§ **RECORDS SUPPLIED**

((

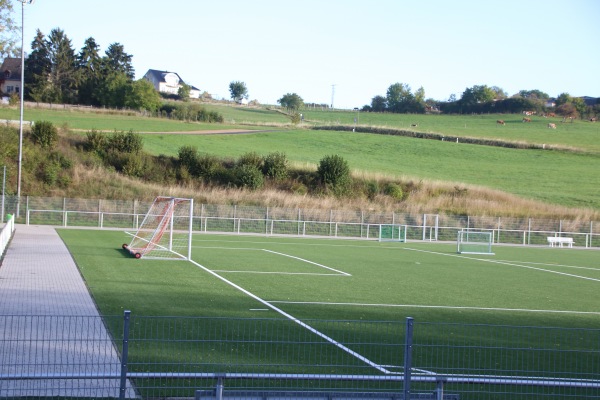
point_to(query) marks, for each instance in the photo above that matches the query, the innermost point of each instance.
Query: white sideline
(294, 319)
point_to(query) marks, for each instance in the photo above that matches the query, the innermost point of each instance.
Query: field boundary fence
(6, 234)
(102, 214)
(215, 358)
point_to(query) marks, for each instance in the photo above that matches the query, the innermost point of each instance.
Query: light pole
(21, 94)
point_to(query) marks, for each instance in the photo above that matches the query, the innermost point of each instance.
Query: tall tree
(8, 31)
(379, 104)
(37, 70)
(119, 61)
(291, 101)
(89, 65)
(63, 74)
(238, 90)
(142, 95)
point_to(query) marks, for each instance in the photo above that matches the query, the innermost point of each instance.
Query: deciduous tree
(238, 91)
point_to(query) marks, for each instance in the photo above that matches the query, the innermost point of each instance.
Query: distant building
(10, 77)
(169, 82)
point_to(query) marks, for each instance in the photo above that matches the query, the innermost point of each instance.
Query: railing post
(124, 354)
(408, 356)
(219, 390)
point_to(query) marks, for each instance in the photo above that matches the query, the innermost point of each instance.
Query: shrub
(248, 176)
(95, 141)
(394, 191)
(207, 166)
(45, 134)
(275, 166)
(188, 158)
(334, 172)
(371, 189)
(129, 142)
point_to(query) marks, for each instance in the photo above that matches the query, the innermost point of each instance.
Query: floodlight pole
(21, 94)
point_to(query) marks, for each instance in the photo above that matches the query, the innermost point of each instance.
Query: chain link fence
(216, 358)
(123, 214)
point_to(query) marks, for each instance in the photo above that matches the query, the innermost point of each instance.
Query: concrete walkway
(49, 324)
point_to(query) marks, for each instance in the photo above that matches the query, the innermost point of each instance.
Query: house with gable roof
(169, 82)
(10, 77)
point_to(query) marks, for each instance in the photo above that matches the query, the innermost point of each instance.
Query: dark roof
(160, 75)
(11, 69)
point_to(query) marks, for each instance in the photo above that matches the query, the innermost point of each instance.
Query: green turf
(473, 314)
(391, 275)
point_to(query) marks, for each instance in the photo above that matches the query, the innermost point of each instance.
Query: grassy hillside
(557, 183)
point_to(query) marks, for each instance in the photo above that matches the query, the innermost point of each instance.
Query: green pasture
(579, 134)
(343, 279)
(564, 178)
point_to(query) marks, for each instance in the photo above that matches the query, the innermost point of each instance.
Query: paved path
(49, 323)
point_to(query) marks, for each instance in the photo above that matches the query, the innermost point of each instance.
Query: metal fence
(215, 358)
(305, 222)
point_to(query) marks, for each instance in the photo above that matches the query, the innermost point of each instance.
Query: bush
(248, 176)
(394, 191)
(96, 141)
(334, 172)
(252, 159)
(45, 134)
(129, 142)
(275, 166)
(188, 158)
(207, 166)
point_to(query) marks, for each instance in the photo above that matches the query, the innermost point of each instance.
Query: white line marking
(439, 307)
(553, 265)
(273, 273)
(505, 263)
(297, 321)
(307, 261)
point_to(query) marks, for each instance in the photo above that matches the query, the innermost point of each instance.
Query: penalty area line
(437, 307)
(296, 320)
(307, 261)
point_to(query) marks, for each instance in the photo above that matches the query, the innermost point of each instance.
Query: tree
(478, 94)
(238, 91)
(563, 98)
(184, 91)
(8, 31)
(533, 94)
(37, 70)
(118, 61)
(291, 101)
(141, 95)
(379, 104)
(89, 65)
(63, 74)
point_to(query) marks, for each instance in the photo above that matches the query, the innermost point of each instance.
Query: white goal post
(474, 242)
(166, 231)
(392, 233)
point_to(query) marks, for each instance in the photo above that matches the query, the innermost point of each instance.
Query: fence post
(408, 356)
(124, 354)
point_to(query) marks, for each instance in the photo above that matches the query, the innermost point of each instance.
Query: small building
(10, 77)
(169, 82)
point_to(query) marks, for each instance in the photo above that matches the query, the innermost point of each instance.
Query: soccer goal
(165, 232)
(474, 242)
(392, 233)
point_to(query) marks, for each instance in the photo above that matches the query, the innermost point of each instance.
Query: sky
(342, 52)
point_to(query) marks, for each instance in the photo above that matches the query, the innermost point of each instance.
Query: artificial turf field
(330, 279)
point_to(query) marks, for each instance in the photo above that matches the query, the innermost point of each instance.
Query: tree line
(400, 98)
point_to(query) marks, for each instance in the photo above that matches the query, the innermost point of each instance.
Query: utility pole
(332, 94)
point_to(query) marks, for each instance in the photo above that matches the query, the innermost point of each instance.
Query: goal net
(474, 242)
(165, 232)
(392, 233)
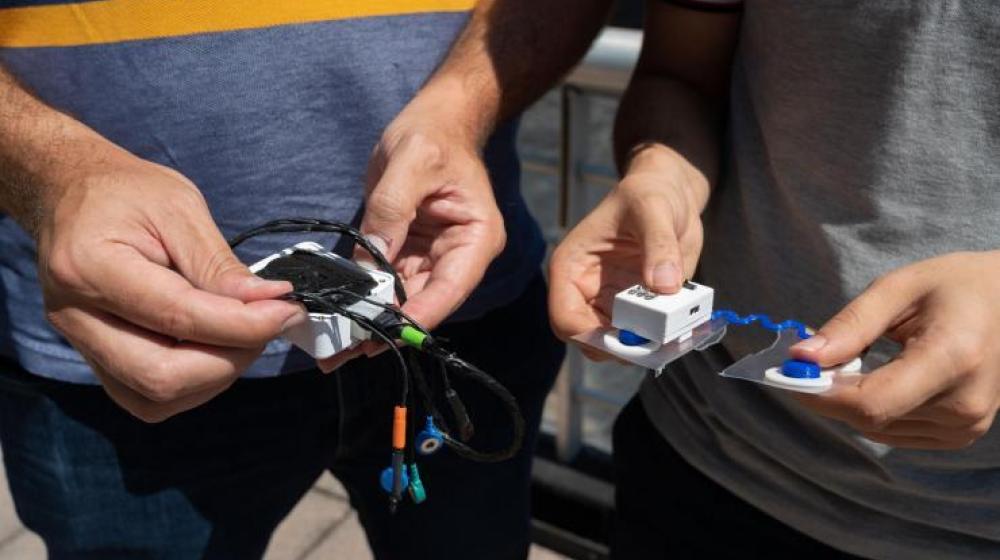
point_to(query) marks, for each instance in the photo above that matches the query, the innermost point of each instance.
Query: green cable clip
(417, 492)
(413, 336)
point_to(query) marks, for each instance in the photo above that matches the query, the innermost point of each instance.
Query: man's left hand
(430, 205)
(943, 390)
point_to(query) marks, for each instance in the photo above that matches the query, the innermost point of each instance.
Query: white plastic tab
(662, 318)
(324, 335)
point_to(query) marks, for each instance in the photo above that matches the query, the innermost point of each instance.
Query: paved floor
(322, 526)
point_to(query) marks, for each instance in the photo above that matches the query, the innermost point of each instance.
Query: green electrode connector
(417, 492)
(413, 336)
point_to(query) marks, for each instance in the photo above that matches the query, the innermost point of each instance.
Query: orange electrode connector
(399, 427)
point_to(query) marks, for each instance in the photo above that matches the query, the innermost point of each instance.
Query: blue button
(629, 338)
(800, 369)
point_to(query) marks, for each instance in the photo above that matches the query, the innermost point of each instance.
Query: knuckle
(871, 416)
(158, 384)
(847, 324)
(387, 206)
(972, 410)
(979, 429)
(219, 263)
(150, 413)
(966, 351)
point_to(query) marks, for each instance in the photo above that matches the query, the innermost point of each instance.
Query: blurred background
(565, 143)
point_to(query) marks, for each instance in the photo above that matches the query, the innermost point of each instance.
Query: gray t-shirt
(863, 136)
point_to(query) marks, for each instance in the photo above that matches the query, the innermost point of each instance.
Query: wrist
(460, 105)
(665, 162)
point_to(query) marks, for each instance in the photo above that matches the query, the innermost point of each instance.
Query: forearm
(661, 123)
(39, 148)
(510, 54)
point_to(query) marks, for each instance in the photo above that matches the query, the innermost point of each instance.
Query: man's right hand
(647, 230)
(138, 278)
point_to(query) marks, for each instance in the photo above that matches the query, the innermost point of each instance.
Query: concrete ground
(323, 526)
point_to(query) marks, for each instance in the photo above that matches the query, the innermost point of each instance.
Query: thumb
(661, 255)
(857, 325)
(202, 256)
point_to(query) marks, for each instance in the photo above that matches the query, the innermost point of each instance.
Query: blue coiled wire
(733, 318)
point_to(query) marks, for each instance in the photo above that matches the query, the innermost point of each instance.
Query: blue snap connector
(430, 439)
(800, 369)
(629, 338)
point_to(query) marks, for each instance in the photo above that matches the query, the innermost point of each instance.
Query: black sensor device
(314, 272)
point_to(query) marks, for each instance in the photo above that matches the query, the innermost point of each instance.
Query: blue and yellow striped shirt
(271, 107)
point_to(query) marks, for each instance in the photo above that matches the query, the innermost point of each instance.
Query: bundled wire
(734, 318)
(393, 324)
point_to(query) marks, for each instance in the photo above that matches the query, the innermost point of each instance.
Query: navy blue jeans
(214, 482)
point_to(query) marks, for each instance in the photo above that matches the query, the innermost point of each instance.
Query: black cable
(506, 398)
(297, 225)
(387, 332)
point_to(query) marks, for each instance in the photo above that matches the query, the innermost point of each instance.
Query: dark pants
(667, 509)
(214, 482)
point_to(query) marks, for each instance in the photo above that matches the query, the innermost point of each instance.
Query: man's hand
(647, 230)
(138, 278)
(943, 390)
(430, 205)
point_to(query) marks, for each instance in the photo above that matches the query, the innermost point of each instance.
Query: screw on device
(430, 439)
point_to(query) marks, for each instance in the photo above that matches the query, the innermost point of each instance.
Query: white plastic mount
(774, 378)
(659, 317)
(674, 325)
(324, 335)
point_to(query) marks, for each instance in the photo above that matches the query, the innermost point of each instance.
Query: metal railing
(605, 71)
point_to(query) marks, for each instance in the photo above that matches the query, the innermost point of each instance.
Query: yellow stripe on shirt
(113, 21)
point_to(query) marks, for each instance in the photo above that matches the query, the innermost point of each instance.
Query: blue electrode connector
(387, 479)
(430, 439)
(797, 369)
(629, 338)
(800, 369)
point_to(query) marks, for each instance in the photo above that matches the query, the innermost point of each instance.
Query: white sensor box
(324, 335)
(662, 318)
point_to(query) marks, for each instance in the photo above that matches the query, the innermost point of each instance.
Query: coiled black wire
(387, 333)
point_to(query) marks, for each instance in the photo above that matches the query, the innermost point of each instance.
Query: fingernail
(378, 242)
(811, 344)
(256, 282)
(295, 320)
(666, 275)
(326, 368)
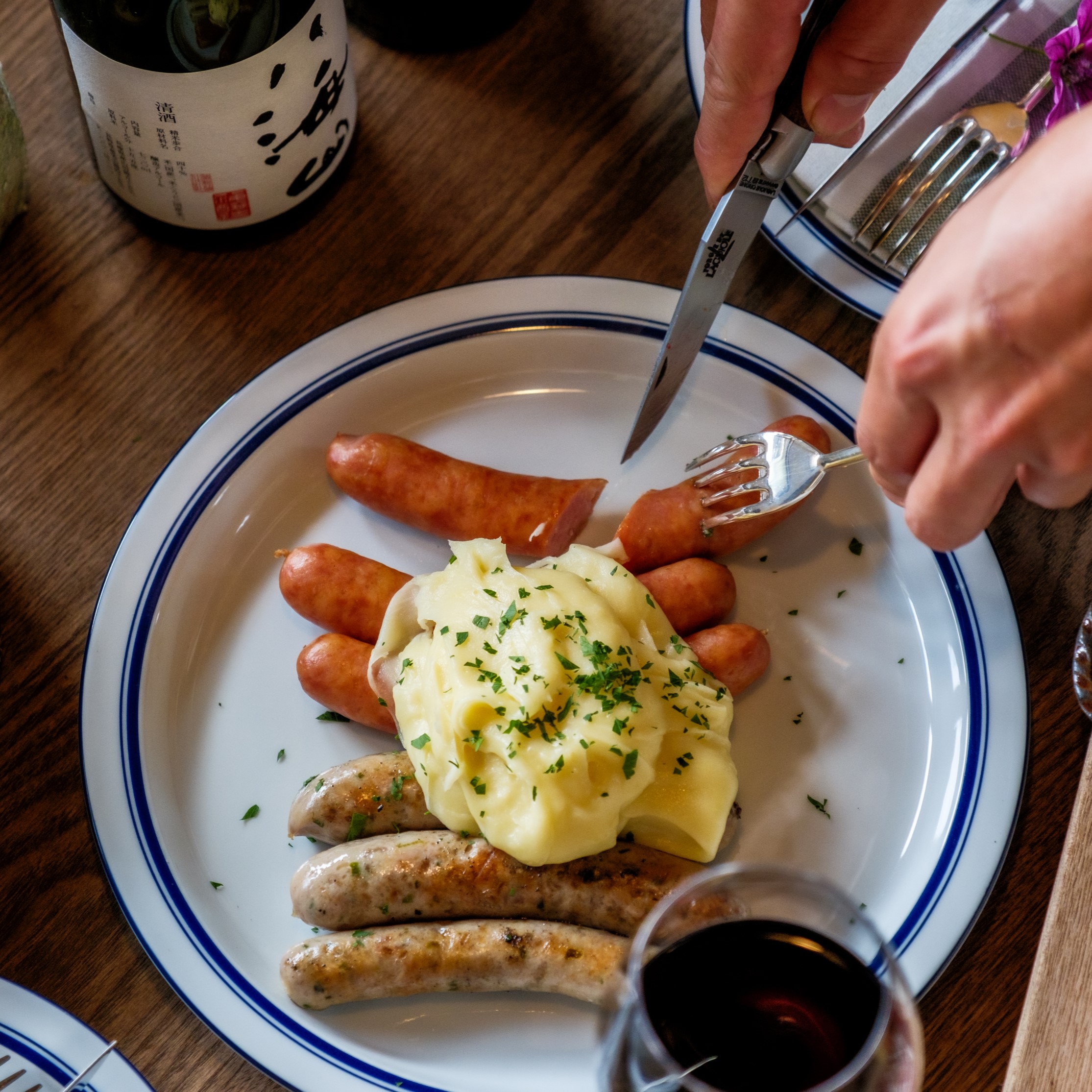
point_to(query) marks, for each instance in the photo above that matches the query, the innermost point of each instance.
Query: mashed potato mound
(553, 708)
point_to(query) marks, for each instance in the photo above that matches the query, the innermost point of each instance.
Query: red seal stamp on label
(233, 204)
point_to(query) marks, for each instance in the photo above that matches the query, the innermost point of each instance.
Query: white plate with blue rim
(51, 1046)
(809, 243)
(896, 697)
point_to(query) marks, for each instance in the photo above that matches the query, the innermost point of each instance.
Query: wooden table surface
(565, 146)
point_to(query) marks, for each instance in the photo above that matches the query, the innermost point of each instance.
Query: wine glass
(761, 979)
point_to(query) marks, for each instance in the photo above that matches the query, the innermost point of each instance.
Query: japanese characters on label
(227, 146)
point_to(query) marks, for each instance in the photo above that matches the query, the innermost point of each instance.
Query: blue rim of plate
(814, 224)
(213, 482)
(33, 1051)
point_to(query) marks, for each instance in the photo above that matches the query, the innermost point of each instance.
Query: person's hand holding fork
(981, 375)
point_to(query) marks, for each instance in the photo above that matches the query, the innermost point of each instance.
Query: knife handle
(788, 101)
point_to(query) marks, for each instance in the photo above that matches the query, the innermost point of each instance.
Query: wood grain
(1053, 1048)
(565, 146)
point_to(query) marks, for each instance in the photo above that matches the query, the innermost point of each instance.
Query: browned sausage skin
(736, 655)
(694, 593)
(346, 593)
(339, 590)
(472, 957)
(664, 526)
(377, 794)
(333, 670)
(432, 875)
(536, 517)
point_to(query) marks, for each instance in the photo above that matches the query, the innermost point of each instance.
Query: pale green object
(13, 168)
(223, 12)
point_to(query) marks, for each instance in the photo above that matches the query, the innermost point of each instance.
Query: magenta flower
(1070, 58)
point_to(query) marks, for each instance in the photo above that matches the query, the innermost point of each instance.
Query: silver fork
(8, 1079)
(997, 129)
(789, 469)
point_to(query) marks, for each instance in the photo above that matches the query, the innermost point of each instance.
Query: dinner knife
(731, 231)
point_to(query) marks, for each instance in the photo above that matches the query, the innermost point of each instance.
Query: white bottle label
(231, 146)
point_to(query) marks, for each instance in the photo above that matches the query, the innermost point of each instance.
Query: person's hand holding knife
(981, 374)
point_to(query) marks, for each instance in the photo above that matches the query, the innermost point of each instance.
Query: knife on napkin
(731, 231)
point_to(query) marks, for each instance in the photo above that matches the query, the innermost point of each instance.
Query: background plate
(911, 685)
(53, 1046)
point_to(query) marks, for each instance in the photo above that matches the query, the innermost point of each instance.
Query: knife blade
(732, 228)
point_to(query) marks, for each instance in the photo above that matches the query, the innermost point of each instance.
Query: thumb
(855, 58)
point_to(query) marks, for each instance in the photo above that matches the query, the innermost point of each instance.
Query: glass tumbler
(802, 910)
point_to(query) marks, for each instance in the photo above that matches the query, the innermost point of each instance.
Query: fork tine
(1004, 154)
(988, 146)
(970, 134)
(736, 490)
(752, 440)
(737, 513)
(912, 164)
(756, 462)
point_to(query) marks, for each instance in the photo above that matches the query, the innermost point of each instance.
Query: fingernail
(836, 114)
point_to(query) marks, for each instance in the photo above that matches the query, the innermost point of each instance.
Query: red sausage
(664, 526)
(736, 655)
(333, 671)
(339, 590)
(536, 517)
(694, 592)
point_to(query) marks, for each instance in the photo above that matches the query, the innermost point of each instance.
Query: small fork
(789, 469)
(998, 130)
(11, 1078)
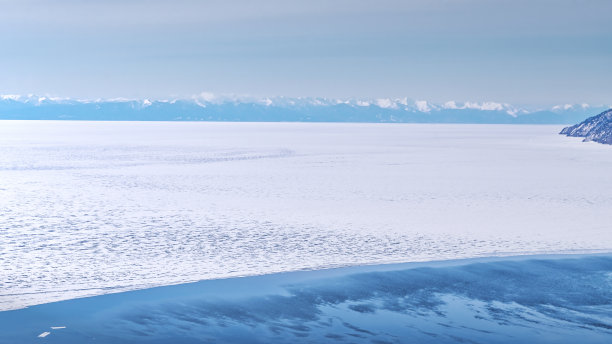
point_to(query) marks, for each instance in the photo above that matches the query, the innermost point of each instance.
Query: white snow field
(90, 208)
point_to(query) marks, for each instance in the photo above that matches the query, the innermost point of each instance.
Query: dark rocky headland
(597, 128)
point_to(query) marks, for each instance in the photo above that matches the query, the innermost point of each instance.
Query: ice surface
(542, 299)
(89, 208)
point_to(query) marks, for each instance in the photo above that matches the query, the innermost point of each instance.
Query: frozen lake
(89, 208)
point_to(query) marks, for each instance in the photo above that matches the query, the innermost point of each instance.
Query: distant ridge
(207, 107)
(597, 128)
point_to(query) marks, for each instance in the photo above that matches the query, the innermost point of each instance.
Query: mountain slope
(597, 128)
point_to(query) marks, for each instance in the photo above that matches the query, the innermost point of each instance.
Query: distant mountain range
(597, 128)
(207, 107)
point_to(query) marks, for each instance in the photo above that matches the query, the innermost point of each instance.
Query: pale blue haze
(522, 52)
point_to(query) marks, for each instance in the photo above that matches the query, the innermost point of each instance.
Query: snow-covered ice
(90, 208)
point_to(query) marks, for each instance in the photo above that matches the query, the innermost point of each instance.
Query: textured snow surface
(88, 208)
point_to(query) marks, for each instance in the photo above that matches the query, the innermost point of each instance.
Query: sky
(535, 52)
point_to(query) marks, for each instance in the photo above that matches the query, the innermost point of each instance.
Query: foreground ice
(89, 208)
(511, 300)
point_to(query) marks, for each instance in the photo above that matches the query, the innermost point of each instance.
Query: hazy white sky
(524, 52)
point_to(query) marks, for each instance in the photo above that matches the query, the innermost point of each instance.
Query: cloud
(422, 106)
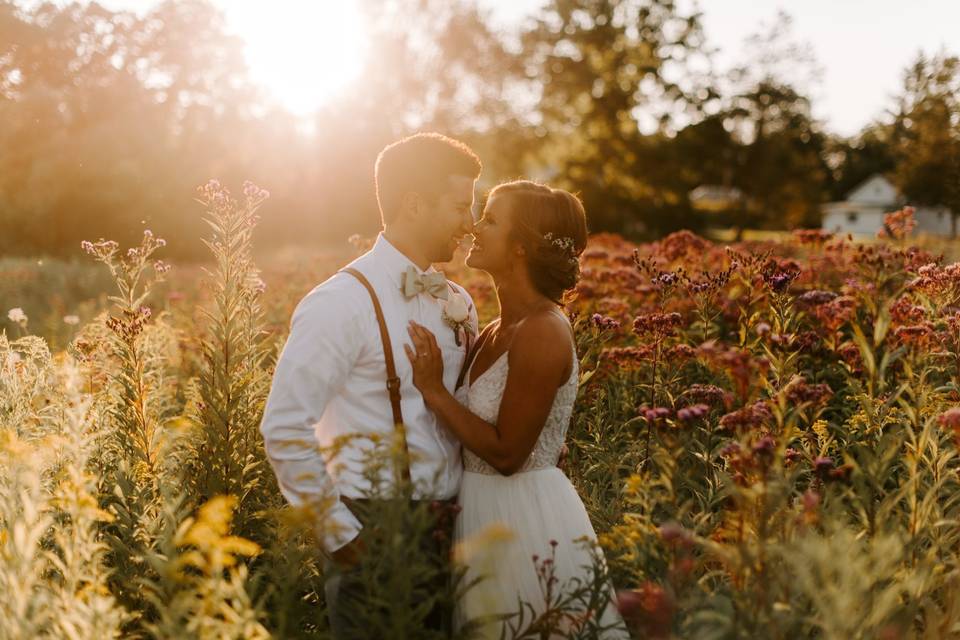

))

Pick out each line in the records above that contains the word "plate".

§ **FINISHED ANSWER**
Query: white plate with blue rim
Query: blue rim of plate
Query: background plate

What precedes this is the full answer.